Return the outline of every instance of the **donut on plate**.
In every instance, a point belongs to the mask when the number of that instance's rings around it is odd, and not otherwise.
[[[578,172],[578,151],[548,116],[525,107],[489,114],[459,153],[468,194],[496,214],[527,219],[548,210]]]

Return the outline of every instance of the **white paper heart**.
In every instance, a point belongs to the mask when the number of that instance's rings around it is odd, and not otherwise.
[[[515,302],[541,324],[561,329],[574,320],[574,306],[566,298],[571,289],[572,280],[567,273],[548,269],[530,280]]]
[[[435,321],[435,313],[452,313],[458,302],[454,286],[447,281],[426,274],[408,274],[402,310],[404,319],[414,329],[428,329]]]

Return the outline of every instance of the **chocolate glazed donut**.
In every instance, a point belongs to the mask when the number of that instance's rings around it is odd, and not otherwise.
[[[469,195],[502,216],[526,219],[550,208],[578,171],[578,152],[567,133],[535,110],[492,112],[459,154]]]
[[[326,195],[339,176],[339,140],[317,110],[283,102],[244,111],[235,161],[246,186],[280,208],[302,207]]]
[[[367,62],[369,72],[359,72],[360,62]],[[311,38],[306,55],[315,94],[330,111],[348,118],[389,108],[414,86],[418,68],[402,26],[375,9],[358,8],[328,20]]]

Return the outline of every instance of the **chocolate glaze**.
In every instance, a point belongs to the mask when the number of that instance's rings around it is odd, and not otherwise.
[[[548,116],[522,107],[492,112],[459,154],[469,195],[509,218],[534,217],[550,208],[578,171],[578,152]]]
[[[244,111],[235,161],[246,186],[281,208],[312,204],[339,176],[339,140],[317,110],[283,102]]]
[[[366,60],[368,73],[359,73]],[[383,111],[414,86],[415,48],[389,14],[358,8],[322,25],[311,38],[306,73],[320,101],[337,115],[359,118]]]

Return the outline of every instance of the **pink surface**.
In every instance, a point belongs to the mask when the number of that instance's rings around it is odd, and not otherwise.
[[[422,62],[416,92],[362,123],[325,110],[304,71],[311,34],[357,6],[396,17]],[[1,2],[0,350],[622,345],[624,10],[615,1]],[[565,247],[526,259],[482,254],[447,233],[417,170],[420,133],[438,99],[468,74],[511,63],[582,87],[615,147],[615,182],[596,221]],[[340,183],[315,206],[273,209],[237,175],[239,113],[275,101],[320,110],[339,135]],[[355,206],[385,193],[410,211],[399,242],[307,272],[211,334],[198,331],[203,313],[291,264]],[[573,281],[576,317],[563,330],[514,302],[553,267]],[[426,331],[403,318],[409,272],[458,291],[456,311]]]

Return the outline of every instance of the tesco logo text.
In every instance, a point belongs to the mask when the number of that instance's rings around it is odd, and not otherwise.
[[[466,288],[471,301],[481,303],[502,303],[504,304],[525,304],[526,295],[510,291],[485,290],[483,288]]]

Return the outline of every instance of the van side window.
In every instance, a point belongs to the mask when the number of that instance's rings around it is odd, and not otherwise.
· · · · ·
**Written instruction:**
Return exactly the lines from the one containing "Return the outline of every instance of the tesco" to the last line of the data, and nothing more.

**Solution for this task:**
Return the outline of every instance of the tesco logo text.
In every instance, a point belongs to the mask when the number of that instance's rings around it is odd, and not otherwise.
[[[466,288],[471,301],[481,303],[502,303],[504,304],[525,304],[526,295],[510,291],[485,290],[483,288]]]

Return the outline of every instance of the van side window.
In every instance, a point belongs to the mask when the number of that instance's rings around it is odd, and not otherwise.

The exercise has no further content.